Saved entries
# # # # #
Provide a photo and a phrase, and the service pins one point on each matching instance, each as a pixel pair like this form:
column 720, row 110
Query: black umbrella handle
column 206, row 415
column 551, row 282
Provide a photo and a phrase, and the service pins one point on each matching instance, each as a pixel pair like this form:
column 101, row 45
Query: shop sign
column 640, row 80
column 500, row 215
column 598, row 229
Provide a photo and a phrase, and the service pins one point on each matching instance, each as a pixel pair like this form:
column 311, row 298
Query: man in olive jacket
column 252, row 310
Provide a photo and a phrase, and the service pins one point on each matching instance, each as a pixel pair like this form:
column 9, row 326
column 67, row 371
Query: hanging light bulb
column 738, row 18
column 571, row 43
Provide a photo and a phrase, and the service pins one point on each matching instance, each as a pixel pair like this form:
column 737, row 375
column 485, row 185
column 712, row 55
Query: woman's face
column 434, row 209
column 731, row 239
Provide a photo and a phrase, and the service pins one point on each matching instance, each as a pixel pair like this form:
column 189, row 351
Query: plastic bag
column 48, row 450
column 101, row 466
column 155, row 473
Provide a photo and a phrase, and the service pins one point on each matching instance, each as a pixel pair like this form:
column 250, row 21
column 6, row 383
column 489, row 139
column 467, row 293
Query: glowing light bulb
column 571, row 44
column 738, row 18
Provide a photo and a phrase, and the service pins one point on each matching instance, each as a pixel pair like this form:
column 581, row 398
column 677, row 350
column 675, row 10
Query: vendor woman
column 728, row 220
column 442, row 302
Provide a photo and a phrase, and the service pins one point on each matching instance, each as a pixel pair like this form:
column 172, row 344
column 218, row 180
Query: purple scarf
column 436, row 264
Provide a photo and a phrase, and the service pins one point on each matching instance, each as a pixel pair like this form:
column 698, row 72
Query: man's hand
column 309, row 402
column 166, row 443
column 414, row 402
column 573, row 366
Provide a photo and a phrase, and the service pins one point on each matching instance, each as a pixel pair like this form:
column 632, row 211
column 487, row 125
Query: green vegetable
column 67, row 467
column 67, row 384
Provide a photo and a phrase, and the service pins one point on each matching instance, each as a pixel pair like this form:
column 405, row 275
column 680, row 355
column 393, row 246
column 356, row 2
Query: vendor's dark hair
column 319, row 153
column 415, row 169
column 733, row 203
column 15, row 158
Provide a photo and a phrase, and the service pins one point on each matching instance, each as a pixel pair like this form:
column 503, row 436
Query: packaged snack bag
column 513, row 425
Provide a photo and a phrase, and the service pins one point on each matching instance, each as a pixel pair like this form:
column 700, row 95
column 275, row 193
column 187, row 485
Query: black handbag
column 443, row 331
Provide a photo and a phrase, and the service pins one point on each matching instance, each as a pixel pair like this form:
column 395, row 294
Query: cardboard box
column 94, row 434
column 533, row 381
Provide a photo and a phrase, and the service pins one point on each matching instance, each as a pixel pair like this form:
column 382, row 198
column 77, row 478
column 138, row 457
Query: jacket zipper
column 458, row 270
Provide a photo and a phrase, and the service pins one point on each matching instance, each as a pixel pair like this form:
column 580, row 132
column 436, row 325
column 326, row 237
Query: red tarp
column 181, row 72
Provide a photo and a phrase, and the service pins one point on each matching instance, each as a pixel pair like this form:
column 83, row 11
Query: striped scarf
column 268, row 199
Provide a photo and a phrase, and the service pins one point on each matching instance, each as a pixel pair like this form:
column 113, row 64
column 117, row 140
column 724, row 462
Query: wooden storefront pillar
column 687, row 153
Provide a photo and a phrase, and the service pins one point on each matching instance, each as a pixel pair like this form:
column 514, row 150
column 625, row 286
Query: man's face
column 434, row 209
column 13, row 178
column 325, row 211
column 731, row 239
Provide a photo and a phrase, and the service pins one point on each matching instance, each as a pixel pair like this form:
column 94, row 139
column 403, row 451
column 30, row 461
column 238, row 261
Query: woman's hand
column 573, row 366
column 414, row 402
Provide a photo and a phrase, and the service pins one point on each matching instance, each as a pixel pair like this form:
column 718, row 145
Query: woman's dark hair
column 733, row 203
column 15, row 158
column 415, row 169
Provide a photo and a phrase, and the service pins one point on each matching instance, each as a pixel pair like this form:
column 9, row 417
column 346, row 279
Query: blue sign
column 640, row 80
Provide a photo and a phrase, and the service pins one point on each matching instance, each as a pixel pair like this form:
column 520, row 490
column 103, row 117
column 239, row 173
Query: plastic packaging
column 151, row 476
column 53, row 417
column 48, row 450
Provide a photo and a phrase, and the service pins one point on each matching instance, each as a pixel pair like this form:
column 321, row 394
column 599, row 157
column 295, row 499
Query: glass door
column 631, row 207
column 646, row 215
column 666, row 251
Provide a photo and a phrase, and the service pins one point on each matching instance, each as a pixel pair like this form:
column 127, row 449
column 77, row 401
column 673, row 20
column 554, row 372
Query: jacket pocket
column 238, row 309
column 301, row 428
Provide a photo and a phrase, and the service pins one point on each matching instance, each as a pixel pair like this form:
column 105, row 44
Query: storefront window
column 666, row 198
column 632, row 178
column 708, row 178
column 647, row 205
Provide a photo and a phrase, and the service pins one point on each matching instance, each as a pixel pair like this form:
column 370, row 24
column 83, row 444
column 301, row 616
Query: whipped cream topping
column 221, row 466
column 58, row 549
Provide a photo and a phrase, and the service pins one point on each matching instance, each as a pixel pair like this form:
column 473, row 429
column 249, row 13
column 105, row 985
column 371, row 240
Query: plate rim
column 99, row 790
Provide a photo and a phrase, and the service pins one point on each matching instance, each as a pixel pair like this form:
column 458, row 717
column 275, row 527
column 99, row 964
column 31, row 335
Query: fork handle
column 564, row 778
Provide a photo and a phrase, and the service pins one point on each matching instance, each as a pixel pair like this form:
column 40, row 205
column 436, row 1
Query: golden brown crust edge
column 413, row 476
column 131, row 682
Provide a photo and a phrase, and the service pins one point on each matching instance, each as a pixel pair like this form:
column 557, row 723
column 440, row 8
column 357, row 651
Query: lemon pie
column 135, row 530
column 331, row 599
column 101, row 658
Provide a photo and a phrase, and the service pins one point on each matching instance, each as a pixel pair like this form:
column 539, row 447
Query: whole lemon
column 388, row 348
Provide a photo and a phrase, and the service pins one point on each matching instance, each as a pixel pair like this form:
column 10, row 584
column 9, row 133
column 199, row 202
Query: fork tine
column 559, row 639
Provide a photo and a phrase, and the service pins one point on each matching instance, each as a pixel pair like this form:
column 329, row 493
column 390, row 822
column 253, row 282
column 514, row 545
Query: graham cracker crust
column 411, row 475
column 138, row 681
# # # # #
▶ _Exercise objective_
Output all records verbatim.

▶ _Answer box_
Provide a photo and a phrase, and the service pins one point on each matching instance, each as a pixel pair like this form:
column 720, row 110
Query: black umbrella handle
column 206, row 415
column 551, row 282
Provide a photo and a phrase, and the service pins one point on each matching instance, each as a pixel pair like this form:
column 101, row 45
Query: shop sign
column 640, row 80
column 500, row 215
column 598, row 229
Provide a photo and a phrase, and the service pins one point on each matching instance, each as a pixel pair like this form:
column 311, row 298
Query: man in olive jacket
column 252, row 310
Provide a photo and a phrase, and the service pins one point on each matching instance, each as a pixel pair like this form:
column 9, row 326
column 67, row 371
Query: hanging light bulb
column 738, row 18
column 571, row 43
Provide a photo and a phrase, and the service pins one point on each matching instance, each as a pixel pair like this form:
column 737, row 375
column 485, row 185
column 712, row 55
Query: woman's face
column 434, row 209
column 731, row 239
Provide a photo and a phrase, and the service pins one point on each matching instance, each as a pixel pair like this form:
column 189, row 351
Query: plastic bag
column 48, row 450
column 101, row 466
column 155, row 473
Provide a photo and a phrase, and the service pins one point on each matching instance, each as a pixel pair like this form:
column 250, row 21
column 6, row 383
column 489, row 139
column 467, row 293
Query: glowing light bulb
column 571, row 44
column 738, row 18
Provide a photo and a phrase, and the service pins one point on each matching instance, each as a pixel pair like this form:
column 581, row 398
column 677, row 350
column 675, row 10
Query: vendor woman
column 728, row 220
column 442, row 302
Provide a photo and a phrase, and the service pins one point on each matching instance, each as a pixel pair like this form:
column 172, row 344
column 218, row 180
Query: purple scarf
column 436, row 264
Provide a photo and a phrase, and the service pins one point on each matching instance, each as a pixel pair like this form:
column 698, row 72
Query: man's hand
column 309, row 402
column 166, row 443
column 414, row 402
column 573, row 366
Provide a photo and a phrase, and the service pins one point on each matching instance, each as a pixel pair like this form:
column 632, row 211
column 487, row 125
Query: green vegetable
column 67, row 467
column 67, row 384
Provide a photo and a phrase, and the service pins one point on each matching instance, each as a pixel pair like this form:
column 405, row 275
column 680, row 355
column 393, row 246
column 356, row 2
Query: vendor's dark hair
column 319, row 153
column 415, row 169
column 733, row 203
column 15, row 158
Provide a photo and a phrase, and the service pins one point on each matching instance, each as a pixel pair like this form:
column 503, row 436
Query: packaged snack bag
column 513, row 425
Provide a photo and a phrase, and the service pins one point on each matching instance, each as a pixel pair like this form:
column 700, row 95
column 275, row 193
column 187, row 485
Query: black handbag
column 443, row 331
Provide a photo and a phrase, and the service pins one point on each matching instance, each as a pixel pair like this form:
column 395, row 294
Query: cardboard box
column 94, row 434
column 533, row 381
Provide a photo and a phrase, and the service pins one point on each matching instance, each as a pixel pair like this form:
column 382, row 198
column 77, row 478
column 138, row 457
Query: jacket zipper
column 458, row 270
Provide a photo and a phrase, and the service pins one point on each matching instance, each as a pixel pair like this form:
column 580, row 132
column 436, row 325
column 326, row 237
Query: red tarp
column 181, row 72
Provide a photo and a phrase, and the service pins one point on each matching instance, each as a pixel pair like this form:
column 83, row 11
Query: striped scarf
column 268, row 199
Provide a photo and a phrase, and the service pins one point on each matching instance, each as a pixel pair like this form:
column 113, row 64
column 117, row 140
column 724, row 462
Query: wooden storefront pillar
column 687, row 153
Provide a photo and a phrase, and the service pins one point on each matching instance, each as a pixel pair like this form:
column 514, row 150
column 625, row 286
Query: man's face
column 434, row 209
column 13, row 178
column 325, row 211
column 731, row 239
Provide a photo and a phrase, and the service pins one point on each matching instance, each as a pixel pair like this form:
column 94, row 139
column 403, row 451
column 30, row 461
column 238, row 261
Query: woman's hand
column 573, row 366
column 414, row 402
Provide a photo and a phrase, and the service pins one point on each matching instance, each as a pixel pair like this form:
column 718, row 145
Query: woman's dark hair
column 733, row 203
column 15, row 158
column 415, row 169
Provide a photo and a phrase, and the service pins one point on each matching instance, each as a pixel pair like this form:
column 9, row 417
column 346, row 279
Query: blue sign
column 640, row 80
Provide a photo and a phrase, and the service pins one point on each matching instance, each as a pixel pair like this form:
column 520, row 490
column 103, row 117
column 239, row 173
Query: plastic packaging
column 151, row 476
column 53, row 417
column 48, row 450
Provide a photo and a phrase, and the service pins one point on each matching instance, each as a pixel pair like this form:
column 321, row 394
column 599, row 157
column 295, row 499
Query: glass door
column 631, row 207
column 646, row 215
column 666, row 251
Provide a photo and a phrase, and the service pins one point on each matching instance, each as a pixel pair like this form:
column 127, row 449
column 77, row 401
column 673, row 20
column 554, row 372
Query: jacket pocket
column 238, row 309
column 301, row 428
Provide a photo and a phrase, and the service pins one point on each matching instance, each as a pixel pair like this form:
column 105, row 44
Query: storefront window
column 666, row 198
column 632, row 178
column 708, row 178
column 647, row 205
Provide a photo and a phrase, and the service pins one point on each matching instance, each as a pixel pair like this form:
column 370, row 24
column 83, row 444
column 301, row 616
Query: whipped cream topping
column 221, row 466
column 58, row 549
Provide a photo and a phrase, and the service pins one point on each matching instance, each as a pixel pair like this form:
column 473, row 429
column 249, row 13
column 105, row 985
column 371, row 240
Query: plate rim
column 99, row 790
Provide a photo and a phrase, and the service pins one point on each matching instance, each as a pixel pair like this form:
column 458, row 717
column 275, row 527
column 99, row 964
column 31, row 335
Query: fork handle
column 564, row 778
Provide a photo and a phrase, and the service pins one point on each matching instance, each as a pixel pair like this form:
column 40, row 205
column 436, row 1
Query: golden brown crust edge
column 413, row 476
column 131, row 682
Provide a photo and a phrase, and the service pins one point on each matching instance, each as a pixel pair like this form:
column 557, row 723
column 440, row 8
column 357, row 651
Query: lemon pie
column 135, row 530
column 331, row 599
column 101, row 658
Provide a photo and a phrase, and the service pins one point on each matching instance, each as a pixel pair like this form:
column 539, row 447
Query: whole lemon
column 388, row 348
Provide a photo and a phrase, and the service pins one point on each matching instance, each as a pixel pair like this form:
column 10, row 584
column 9, row 133
column 199, row 202
Query: fork tine
column 559, row 639
Provide a photo and a phrase, and the service pins one point on each matching instance, each as a pixel pair like this form:
column 329, row 493
column 390, row 822
column 253, row 282
column 514, row 545
Query: graham cracker crust
column 411, row 475
column 138, row 681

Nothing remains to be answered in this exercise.